In 2009, an orphan gene was discovered to regulate an internal biological network: the orphan gene, QQS, from Arabidopsis thaliana modifies plant composition. The QQS orphan protein interacts with a conserved transcription factor known as NF-YC4, which explain the compositional changes that are induced when QQS is engineered into diverse species, such as corn, soybean, and rice. In 2011, a comprehensive genome-wide study of the extent and evolutionary origins of orphan genes in plants was conducted in the model plant Arabidopsis thaliana.
Identification
Genes can be tentatively classified as orphans if no orthologous proteins can be found in nearby species.One method used to estimate nucleotide or protein sequence similarity indicative of homology is the Basic Local Alignment Search Tool. BLAST allows query sequences to be rapidly searched against large sequence databases. Simulations suggest that under certain conditions BLAST is suitable for detecting distant relatives of a gene. However, genes that are short and evolve rapidly can easily be missed by BLAST.
The systematic detection of homology to annotate orphan genes is called phylostratigraphy. Phylostratigraphy generates a phylogenetic tree in which the homology is calculated between all genes of a focal species and the genes of other species. The earliest common ancestor for a gene determines the age, or phylostratum, of the gene. The term "orphan" is sometimes used only for the youngest phylostratum containing only a single species, but when interpreted broadly as a taxonomically restricted gene, it can refer to all but the oldest phylostratum, with the gene orphaned within a larger clade. Researchers have automated this method to scan for orphan genes across genomic datasets using fast homology detection algorithms.
Homology detection failure accounts for a majority of classified orphan genes. Some scientists have attempted to recover some homology by using more sensitive methods, such as remote homology detection. In one study, remote homology detection techniques were used to demonstrate that a sizable fraction of orphan genes still exhibited remote homology despite being missed by conventional homology detection techniques, and that their functions were often related to the functions of nearby genes at genomic loci. Other studies directly tested for homology detection failure to uncover orphan genes that are not explained by this process, finding an association between the emergence of orphan genes and the evolution of key traits in plants, animals and brown algae.
============================================================
Activity:
Extract the complete passage on orphan genes above, reproducing it word for word.

(Localization data with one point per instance)
============================================================
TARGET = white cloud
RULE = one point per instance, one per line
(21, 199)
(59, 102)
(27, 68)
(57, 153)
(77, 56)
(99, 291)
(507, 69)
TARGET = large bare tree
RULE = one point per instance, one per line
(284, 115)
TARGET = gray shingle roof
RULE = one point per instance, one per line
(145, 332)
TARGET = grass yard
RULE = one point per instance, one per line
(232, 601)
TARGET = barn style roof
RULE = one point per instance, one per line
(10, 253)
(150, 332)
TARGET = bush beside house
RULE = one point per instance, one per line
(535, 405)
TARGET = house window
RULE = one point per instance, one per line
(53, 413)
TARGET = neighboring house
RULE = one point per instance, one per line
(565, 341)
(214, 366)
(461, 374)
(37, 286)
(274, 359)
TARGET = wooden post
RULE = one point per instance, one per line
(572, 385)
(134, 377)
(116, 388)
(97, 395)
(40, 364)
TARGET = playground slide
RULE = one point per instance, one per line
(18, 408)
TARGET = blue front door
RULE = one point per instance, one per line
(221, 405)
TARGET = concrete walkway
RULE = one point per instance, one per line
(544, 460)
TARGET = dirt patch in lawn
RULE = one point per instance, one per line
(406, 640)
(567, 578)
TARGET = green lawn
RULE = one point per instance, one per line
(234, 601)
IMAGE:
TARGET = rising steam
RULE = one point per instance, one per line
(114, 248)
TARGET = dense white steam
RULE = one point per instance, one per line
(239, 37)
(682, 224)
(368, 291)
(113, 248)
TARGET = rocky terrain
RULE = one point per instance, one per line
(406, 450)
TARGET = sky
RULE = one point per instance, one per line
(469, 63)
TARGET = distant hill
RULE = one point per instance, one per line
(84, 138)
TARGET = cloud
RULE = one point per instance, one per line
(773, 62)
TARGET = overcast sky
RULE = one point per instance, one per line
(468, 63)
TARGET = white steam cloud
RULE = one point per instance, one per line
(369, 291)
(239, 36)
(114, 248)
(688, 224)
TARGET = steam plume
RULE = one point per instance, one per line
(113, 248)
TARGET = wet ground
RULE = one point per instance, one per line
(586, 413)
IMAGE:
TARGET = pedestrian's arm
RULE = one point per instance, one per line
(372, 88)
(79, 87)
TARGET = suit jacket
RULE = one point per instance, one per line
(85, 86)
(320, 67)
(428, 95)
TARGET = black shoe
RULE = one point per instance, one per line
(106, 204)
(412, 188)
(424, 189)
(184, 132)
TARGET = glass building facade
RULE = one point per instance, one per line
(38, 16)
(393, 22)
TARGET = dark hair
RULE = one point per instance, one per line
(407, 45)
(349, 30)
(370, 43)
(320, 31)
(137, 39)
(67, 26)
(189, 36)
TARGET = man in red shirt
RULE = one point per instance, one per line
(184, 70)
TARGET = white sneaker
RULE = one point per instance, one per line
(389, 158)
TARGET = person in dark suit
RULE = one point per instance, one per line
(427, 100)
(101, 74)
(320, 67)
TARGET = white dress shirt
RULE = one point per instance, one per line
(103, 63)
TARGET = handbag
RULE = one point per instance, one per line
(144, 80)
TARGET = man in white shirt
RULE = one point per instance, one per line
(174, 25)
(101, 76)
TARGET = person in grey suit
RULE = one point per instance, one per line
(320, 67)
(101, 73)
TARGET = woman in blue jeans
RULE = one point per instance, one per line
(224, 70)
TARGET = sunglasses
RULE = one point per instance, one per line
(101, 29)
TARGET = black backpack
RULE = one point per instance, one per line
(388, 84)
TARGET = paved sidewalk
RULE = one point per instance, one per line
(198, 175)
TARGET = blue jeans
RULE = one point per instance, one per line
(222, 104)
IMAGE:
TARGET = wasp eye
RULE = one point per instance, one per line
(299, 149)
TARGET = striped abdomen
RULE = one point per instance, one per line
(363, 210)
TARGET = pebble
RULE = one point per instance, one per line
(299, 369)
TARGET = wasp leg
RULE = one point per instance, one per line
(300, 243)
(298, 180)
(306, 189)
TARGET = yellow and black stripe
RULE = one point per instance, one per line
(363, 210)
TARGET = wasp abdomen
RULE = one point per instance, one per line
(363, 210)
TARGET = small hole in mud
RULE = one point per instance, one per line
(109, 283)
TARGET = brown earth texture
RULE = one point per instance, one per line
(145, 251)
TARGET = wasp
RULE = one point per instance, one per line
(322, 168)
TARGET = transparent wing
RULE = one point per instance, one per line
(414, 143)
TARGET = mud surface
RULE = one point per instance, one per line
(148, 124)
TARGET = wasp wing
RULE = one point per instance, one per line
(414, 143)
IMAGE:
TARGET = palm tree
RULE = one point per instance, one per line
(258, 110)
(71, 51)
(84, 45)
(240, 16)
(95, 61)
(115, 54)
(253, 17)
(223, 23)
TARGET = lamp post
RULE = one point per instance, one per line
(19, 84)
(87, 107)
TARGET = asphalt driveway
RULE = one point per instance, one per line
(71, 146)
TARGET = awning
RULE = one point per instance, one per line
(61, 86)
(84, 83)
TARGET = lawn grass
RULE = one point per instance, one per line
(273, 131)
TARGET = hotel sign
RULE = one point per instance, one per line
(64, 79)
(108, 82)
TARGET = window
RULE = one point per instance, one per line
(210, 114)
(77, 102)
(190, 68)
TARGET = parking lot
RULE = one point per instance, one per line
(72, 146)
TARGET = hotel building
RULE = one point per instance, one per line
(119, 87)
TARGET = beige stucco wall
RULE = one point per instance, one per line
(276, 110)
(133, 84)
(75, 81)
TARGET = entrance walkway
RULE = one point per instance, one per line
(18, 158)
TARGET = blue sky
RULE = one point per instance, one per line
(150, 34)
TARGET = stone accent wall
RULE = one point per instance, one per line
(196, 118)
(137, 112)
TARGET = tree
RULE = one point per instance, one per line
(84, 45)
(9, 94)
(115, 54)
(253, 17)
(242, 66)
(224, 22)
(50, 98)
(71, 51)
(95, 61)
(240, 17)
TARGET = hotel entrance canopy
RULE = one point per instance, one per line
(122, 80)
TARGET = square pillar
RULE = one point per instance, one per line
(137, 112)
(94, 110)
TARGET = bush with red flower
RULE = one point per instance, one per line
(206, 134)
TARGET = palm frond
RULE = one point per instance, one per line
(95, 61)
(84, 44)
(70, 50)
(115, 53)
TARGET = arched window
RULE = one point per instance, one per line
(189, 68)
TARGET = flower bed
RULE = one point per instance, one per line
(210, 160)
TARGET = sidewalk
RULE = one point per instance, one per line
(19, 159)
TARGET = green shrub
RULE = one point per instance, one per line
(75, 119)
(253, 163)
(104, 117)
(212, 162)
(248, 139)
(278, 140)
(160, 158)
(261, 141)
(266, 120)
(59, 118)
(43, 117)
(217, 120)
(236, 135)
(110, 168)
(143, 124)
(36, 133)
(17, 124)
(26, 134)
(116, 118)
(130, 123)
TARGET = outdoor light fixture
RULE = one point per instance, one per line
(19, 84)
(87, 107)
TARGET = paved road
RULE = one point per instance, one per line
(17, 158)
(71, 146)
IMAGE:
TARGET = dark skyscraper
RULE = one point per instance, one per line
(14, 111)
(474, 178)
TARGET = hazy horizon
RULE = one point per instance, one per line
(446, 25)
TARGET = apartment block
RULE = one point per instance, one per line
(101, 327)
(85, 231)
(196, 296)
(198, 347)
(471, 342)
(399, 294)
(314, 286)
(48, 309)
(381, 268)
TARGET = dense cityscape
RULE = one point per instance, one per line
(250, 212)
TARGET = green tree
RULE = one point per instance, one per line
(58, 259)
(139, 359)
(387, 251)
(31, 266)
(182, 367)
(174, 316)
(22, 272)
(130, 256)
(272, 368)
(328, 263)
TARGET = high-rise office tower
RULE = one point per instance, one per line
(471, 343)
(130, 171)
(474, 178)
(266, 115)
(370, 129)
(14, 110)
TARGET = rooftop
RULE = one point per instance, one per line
============================================================
Response box:
In 2009, an orphan gene was discovered to regulate an internal biological network: the orphan gene, QQS, from Arabidopsis thaliana modifies plant composition. The QQS orphan protein interacts with a conserved transcription factor known as NF-YC4, which explain the compositional changes that are induced when QQS is engineered into diverse species, such as corn, soybean, and rice. In 2011, a comprehensive genome-wide study of the extent and evolutionary origins of orphan genes in plants was conducted in the model plant Arabidopsis thaliana.
Identification
Genes can be tentatively classified as orphans if no orthologous proteins can be found in nearby species.One method used to estimate nucleotide or protein sequence similarity indicative of homology is the Basic Local Alignment Search Tool. BLAST allows query sequences to be rapidly searched against large sequence databases. Simulations suggest that under certain conditions BLAST is suitable for detecting distant relatives of a gene. However, genes that are short and evolve rapidly can easily be missed by BLAST.
The systematic detection of homology to annotate orphan genes is called phylostratigraphy. Phylostratigraphy generates a phylogenetic tree in which the homology is calculated between all genes of a focal species and the genes of other species. The earliest common ancestor for a gene determines the age, or phylostratum, of the gene. The term "orphan" is sometimes used only for the youngest phylostratum containing only a single species, but when interpreted broadly as a taxonomically restricted gene, it can refer to all but the oldest phylostratum, with the gene orphaned within a larger clade. Researchers have automated this method to scan for orphan genes across genomic datasets using fast homology detection algorithms.
Homology detection failure accounts for a majority of classified orphan genes. Some scientists have attempted to recover some homology by using more sensitive methods, such as remote homology detection. In one study, remote homology detection techniques were used to demonstrate that a sizable fraction of orphan genes still exhibited remote homology despite being missed by conventional homology detection techniques, and that their functions were often related to the functions of nearby genes at genomic loci. Other studies directly tested for homology detection failure to uncover orphan genes that are not explained by this process, finding an association between the emergence of orphan genes and the evolution of key traits in plants, animals and brown algae.